Document excerpt →
Given my long-time fascination with Old Hollywood and my more recent fixation on dentistry and its history and context, I knew buying this book was a certainty. I first heard about Teeth: The Story of Beauty, Inequality, and the Struggle for Oral Health in America on NPR, and I stalked it for a while on Amazon and Barnes and Noble, trying to see if it might go on sale or if I could find a used copy. But my wonderful godmother sent me a B&N gift card for my birthday, and weekends in August are Educator Discount days, so I bought it, feeling satisfied that I got the best price possible on a new hardcover book.


The book begins with a briefing on the state of dental care standards in our country; why so many people must go without even the most basic dental care and opens up the discussion of the premium we place on not just oral health, but the appearance of our teeth and our quest for dental perfection. It's not enough for us to have healthy teeth- they have be radiantly white and they have to be straight and there cannot be any spaces or overlapping or overbite or underbite or any other detractors.

Record extracts →

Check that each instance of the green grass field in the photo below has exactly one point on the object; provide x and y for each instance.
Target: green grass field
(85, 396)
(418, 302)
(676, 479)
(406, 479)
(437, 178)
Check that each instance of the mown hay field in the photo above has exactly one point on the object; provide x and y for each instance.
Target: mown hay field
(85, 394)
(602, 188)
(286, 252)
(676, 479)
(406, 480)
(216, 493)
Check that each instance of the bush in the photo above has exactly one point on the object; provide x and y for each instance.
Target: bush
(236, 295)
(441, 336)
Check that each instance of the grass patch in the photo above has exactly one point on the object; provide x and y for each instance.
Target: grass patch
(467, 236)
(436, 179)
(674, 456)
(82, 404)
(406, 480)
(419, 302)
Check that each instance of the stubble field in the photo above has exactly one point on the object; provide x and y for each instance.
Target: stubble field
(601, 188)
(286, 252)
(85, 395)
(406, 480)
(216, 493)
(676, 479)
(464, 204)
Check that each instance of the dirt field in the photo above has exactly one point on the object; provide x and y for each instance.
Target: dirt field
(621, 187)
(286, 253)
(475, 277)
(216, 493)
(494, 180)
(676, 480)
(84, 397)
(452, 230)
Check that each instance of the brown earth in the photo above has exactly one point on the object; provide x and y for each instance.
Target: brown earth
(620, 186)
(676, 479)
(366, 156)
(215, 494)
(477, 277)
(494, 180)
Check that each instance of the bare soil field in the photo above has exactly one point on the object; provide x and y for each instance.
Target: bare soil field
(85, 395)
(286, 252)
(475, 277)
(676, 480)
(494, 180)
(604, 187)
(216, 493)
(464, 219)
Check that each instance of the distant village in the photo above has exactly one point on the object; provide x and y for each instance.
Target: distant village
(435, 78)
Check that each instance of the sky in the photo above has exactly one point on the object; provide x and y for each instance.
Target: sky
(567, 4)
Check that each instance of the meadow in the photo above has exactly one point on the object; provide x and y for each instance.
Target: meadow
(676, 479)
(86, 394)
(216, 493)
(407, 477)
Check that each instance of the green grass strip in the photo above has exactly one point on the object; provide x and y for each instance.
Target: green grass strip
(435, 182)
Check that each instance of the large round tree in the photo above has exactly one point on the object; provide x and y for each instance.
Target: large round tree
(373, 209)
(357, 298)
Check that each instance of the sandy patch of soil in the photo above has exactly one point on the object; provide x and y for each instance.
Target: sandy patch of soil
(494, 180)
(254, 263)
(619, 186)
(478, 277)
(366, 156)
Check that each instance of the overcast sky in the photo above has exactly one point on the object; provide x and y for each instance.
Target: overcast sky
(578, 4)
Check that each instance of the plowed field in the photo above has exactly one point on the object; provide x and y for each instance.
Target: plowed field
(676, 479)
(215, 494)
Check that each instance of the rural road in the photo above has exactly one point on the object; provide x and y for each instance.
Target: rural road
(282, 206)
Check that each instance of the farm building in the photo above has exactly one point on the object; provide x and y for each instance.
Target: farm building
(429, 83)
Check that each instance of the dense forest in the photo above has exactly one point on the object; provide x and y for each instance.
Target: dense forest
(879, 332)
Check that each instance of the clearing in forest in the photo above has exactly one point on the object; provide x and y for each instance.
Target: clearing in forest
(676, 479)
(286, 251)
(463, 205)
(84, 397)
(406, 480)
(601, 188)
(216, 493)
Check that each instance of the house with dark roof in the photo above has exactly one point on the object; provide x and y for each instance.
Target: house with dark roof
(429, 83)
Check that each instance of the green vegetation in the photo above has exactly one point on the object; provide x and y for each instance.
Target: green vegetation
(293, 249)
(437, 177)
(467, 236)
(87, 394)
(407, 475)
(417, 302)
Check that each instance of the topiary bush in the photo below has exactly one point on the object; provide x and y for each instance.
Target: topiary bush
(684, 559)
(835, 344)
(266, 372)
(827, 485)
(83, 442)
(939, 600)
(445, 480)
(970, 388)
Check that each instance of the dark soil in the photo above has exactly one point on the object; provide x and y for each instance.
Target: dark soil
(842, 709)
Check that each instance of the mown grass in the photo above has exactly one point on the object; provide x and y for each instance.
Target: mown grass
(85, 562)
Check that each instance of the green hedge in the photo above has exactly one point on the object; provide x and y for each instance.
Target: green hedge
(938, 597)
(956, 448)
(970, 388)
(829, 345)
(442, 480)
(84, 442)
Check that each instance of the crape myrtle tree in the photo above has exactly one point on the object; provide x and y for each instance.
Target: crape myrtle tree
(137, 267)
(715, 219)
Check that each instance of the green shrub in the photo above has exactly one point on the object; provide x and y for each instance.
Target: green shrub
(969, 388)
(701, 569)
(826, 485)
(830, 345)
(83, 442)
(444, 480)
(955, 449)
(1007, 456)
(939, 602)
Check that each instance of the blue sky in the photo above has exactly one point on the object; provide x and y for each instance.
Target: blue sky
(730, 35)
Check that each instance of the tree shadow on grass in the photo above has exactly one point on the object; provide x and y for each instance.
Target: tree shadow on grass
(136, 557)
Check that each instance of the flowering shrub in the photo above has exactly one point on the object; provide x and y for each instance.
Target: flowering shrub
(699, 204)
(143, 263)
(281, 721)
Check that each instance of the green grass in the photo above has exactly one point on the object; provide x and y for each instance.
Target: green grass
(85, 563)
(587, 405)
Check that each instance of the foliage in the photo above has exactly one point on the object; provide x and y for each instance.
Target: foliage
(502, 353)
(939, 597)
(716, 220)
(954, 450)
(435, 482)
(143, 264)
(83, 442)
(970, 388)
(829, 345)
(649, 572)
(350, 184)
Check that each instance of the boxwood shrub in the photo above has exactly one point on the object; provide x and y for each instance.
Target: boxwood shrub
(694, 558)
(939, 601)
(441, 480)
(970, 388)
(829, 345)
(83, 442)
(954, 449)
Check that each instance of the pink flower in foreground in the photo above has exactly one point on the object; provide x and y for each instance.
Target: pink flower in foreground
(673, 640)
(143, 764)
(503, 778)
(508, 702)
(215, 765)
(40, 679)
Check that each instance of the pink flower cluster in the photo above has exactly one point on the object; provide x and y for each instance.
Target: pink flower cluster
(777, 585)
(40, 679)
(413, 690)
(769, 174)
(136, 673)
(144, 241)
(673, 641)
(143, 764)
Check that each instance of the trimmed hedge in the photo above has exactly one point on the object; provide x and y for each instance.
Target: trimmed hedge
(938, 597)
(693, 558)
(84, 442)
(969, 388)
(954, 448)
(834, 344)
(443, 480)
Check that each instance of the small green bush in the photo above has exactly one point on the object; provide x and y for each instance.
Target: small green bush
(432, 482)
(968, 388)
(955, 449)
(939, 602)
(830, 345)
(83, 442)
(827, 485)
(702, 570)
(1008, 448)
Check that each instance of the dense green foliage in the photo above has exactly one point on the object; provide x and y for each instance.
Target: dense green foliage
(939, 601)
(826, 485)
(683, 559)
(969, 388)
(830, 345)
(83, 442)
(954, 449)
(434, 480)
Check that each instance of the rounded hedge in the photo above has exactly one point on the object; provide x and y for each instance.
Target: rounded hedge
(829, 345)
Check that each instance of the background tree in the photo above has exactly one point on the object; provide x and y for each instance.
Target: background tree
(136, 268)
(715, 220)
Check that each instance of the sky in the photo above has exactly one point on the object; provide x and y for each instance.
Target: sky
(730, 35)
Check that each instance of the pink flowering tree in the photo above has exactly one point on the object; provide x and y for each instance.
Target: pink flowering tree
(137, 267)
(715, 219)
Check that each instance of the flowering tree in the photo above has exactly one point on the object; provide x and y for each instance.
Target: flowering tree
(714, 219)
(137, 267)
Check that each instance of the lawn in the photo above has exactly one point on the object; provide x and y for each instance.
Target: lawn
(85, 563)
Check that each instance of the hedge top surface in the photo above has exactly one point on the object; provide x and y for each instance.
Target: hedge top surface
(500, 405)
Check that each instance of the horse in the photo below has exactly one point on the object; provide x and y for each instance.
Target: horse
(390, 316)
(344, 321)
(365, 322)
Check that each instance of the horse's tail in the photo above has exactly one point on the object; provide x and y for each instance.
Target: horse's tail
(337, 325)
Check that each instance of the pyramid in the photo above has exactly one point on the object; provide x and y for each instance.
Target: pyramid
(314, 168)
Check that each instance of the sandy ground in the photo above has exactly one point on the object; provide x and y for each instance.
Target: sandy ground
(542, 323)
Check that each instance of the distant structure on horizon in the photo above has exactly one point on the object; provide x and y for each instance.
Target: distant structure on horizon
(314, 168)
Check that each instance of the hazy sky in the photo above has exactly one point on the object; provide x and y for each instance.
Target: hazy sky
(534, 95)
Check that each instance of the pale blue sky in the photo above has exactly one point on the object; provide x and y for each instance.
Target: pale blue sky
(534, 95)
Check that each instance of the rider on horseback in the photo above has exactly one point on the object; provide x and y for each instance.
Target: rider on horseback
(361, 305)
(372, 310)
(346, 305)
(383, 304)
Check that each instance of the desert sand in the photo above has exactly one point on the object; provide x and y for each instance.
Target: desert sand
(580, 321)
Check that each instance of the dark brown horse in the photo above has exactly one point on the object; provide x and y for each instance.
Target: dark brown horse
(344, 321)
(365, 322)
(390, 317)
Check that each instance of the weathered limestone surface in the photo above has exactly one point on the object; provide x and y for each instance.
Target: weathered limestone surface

Problem to work on → From the passage about the book on teeth, copy the text beginning at "The book begins" and ending after "any other detractors.", substituting "a flawless smile" for "dental perfection".

Task answer →
The book begins with a briefing on the state of dental care standards in our country; why so many people must go without even the most basic dental care and opens up the discussion of the premium we place on not just oral health, but the appearance of our teeth and our quest for a flawless smile. It's not enough for us to have healthy teeth- they have be radiantly white and they have to be straight and there cannot be any spaces or overlapping or overbite or underbite or any other detractors.